— Set problem —
Count the lines in the rows below that contain the string "light", matching case exactly, and give only the number.

— start of Record list —

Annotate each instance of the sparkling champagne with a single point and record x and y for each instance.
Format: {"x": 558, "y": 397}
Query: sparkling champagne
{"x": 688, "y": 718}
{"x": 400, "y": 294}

— end of Record list —
— start of Record list —

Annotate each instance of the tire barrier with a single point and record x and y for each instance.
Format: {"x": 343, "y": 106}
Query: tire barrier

— end of Record list —
— start of Record list —

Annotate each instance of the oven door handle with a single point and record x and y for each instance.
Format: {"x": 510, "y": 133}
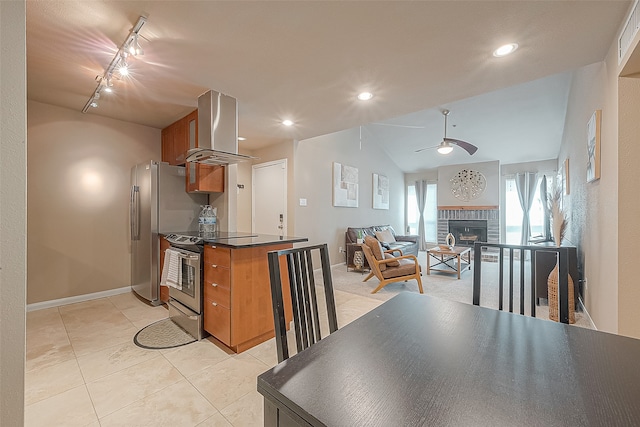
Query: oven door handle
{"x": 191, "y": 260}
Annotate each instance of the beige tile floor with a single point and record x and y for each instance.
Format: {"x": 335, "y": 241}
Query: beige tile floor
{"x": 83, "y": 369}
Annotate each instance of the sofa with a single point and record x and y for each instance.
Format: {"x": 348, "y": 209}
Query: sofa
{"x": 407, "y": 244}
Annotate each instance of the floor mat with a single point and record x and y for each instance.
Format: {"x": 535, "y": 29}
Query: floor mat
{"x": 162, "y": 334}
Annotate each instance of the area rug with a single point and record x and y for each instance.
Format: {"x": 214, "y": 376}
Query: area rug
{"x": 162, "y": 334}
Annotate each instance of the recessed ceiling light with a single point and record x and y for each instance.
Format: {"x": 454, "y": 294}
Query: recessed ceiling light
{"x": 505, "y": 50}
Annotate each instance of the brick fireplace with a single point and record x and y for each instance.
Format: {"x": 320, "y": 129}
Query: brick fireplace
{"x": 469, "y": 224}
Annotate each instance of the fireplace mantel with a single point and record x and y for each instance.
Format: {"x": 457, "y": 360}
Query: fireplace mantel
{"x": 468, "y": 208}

— end of Record list —

— Result below —
2